- PROVIDED PASSAGE:
========================================================================

At the opening of the school the superintendent hasn't half a chance; at the close he has a large chance—as large, in fact, as he is. At the opening the superintendent is merely a master of ceremonies to usher in the work as buoyantly as possible; at the close he is a teacher, the high priest of all the teachers. His work of introduction is important, but far more important is his work of peroration. The last five minutes furnish his chance to gather all the teachings of the hour into one point and press it home.

1. It is his chance. Now or never let him be original. Let him study his talents; some can work best with chalk, some with anecdotes, some with questions, some with exegesis, some with exhortation. Let him get up a specialty for those five minutes and burnish it till it shines. Whatever method he chooses should be filled with his personality and serve to impress his personality upon the school. It is life that tells on life, and the more of himself the superintendent puts into these five minutes the more will this, his chance, prove his success.

2. It is his chance to gather all the teachings of the hour. Not that he will try to "cover the ground" of the entire lesson. In that case his chance would turn out his mischance. He will not try, either, to give something for each class of scholars, for all that he gives must be for all classes. Among all the thoughts of all the departments, primary, intermediate, and senior, there is a single golden thought like a golden thread. These strands he must seize and weave them, in his five minutes, into a golden cord.

========================================================================

- TASK BRIEF: In the passage on the superintendent's closing minutes, what role does the superintendent have at the opening of the school?

- AVAILABLE DATA:
========================================================================

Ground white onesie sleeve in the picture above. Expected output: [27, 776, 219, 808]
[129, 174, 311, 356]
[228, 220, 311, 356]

========================================================================

- SOLUTION TO THE PROBLEM: He is merely a master of ceremonies who ushers in the work as buoyantly as possible.